# Tecumseh Carb



## Skids (Dec 19, 2012)

(1989 Toro 824 Powershift) It looks like all my off- season efforts are going to pay off. New auger and impeller bearings, straightened and reinforced bent auger, new belts, and installed a used diff axle. When it DID throw, it threw very well indeed. The problem is I also rebuilt the carb- I got the engine running well, but of course it's impossible to simulate load until the snow flies. This weekend we got a heavy icy mess in the Boston area. The second the machine would load up, it died. Went through the adjustment procedure several times to no avail. Backed out the power adjustment screw, still died. Just to get through, as a last ditch I installed the old mixture screw, which has a different profile than the replacement. I got it to run, but experienced that classic Tecumseh surging. I'll pull the carb again, and check the slow-speed pickup for blockage. Nonetheless, I still like the idea of starting fresh, so I'm thinking of a new carb. Anyone have any thoughts on these $40 ones on eBay? Or should I not be so cheap and shell out the extra 40 for an OEM?


----------



## nt40lanman (Dec 31, 2012)

The $40 ones are made by Oregon I think. I have heard good things about them but I don't think factory rebuild kits or parts work on them.


----------



## jpilk99 (Nov 29, 2012)

If you haven't bought a new carb yet, I'd suggest a $7.50 rebuild kit. Actually, if you just clean that carb right I bet you'll fix her. I just bough a used '96 PowerShift 1028 and it was doing the "surge" you mention. Turned out the air mixture bleed needle was dirty. Cleaned it, and the whole carb while it was off... RUNS NEW.

Just a thought. Good luck.


----------



## Skids (Dec 19, 2012)

_EXERCISES TO COMPLETE:_
**a.** Condense the paragraph beginning "If you haven't bought a new carb yet" from the Tecumseh carburetor forum thread into a short bulleted list that keeps its main facts.
**b.** Continue the Tecumseh carburetor forum thread from the point where it stops.

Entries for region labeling
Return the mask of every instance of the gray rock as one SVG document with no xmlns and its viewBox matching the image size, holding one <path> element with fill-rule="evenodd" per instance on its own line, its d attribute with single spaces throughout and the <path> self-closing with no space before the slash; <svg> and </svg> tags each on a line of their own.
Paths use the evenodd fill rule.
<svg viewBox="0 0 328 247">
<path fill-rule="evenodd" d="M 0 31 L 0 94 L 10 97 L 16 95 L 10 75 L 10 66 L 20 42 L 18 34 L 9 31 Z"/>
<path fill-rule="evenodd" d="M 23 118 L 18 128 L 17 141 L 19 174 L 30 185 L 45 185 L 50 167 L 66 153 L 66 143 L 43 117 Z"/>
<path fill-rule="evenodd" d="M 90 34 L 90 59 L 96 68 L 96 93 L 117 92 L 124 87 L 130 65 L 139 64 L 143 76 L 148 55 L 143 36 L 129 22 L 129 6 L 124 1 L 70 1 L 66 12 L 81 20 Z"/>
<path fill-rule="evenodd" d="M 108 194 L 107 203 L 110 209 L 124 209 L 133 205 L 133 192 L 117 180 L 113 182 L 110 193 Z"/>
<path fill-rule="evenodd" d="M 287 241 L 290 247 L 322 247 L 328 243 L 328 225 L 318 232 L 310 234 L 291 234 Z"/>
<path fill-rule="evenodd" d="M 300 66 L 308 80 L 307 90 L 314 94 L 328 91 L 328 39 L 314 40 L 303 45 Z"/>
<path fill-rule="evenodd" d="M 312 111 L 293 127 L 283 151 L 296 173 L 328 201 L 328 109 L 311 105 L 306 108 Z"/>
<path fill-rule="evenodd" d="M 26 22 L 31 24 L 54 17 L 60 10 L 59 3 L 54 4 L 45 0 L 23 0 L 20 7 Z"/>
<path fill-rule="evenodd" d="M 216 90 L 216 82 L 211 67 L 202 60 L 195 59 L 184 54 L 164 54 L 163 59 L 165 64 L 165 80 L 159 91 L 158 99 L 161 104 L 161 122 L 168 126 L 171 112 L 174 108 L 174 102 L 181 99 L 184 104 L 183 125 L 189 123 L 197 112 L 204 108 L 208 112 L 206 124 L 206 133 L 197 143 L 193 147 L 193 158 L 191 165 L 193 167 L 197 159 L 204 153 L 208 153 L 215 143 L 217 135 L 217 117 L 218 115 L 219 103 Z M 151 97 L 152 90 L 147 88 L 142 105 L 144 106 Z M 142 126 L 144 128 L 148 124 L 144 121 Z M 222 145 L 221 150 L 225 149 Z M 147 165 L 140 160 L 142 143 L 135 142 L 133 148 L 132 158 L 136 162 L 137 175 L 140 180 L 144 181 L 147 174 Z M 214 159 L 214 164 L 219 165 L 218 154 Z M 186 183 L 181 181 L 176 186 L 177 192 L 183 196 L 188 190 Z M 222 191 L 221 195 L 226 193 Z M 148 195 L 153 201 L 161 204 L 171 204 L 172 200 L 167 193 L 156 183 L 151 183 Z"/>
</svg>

_RESPONSES FOR EACH TASK:_
**a.**
- A $7.50 rebuild kit is suggested instead of a new carb.
- Cleaning the existing carb properly would likely fix the problem.
- The writer bought a used '96 PowerShift 1028 that was surging.
- The cause was a dirty air mixture bleed needle. Cleaning it and the rest of the carb made the machine run like new.

**b.**
Thanks- I did rebuild the carb, cleaned it thoroughly, and went through the adjustment procedure several times. I know it's a bit of an investment, but I like the idea of a fresh start- the new carb arrived today, and it'll go on after the holiday- no snow in the forecast just yet.


----------



## Colored Eggs (Dec 7, 2012)

Sometimes you can clean a carb till your blue in the face and it still won't run right. Let us know how the new carb works. It does seem strange though that your replacement kit was different than the original. All the ones I have replaced were always exactly alike.


----------



## Toro-8-2-4 (Dec 28, 2013)

I bought a new aftermarket carb for my 5 HP Tech after rebuilding and being driving crazy. Soaking the carb over night several times. etc. I am sure you all know the routine.

The replacement was slightly different but it worked fine.

The bowl was slightly different(did not have the drain valve). It used a different gasket. The float was plastic vs metal. Hard to compare the insides very well.

Bottom line it worked and was half the price. We will see how it holds up over time.

I try to stay away from gas with ethanol. It can sometimes be hard to do but if you can it is well worth a few extra dollars.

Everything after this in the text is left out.